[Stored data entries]
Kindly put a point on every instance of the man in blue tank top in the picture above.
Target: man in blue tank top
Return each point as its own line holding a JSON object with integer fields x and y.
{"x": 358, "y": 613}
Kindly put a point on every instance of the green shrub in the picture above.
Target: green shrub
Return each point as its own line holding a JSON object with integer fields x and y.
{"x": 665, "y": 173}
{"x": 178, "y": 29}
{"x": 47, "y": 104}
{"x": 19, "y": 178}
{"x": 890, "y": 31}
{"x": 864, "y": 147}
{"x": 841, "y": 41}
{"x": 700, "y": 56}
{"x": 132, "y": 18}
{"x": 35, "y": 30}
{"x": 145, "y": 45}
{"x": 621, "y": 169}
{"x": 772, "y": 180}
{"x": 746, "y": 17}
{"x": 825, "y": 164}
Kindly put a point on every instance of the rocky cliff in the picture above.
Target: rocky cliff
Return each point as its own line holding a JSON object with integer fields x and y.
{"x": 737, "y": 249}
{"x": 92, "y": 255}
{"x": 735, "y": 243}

▶ YOUR ASSIGNMENT
Pull out every line of the records above that contains the word "blue".

▶ OUTPUT OF THE TASK
Kindly put a point on every instance of the man in blue tank top in the picture above.
Target: man in blue tank top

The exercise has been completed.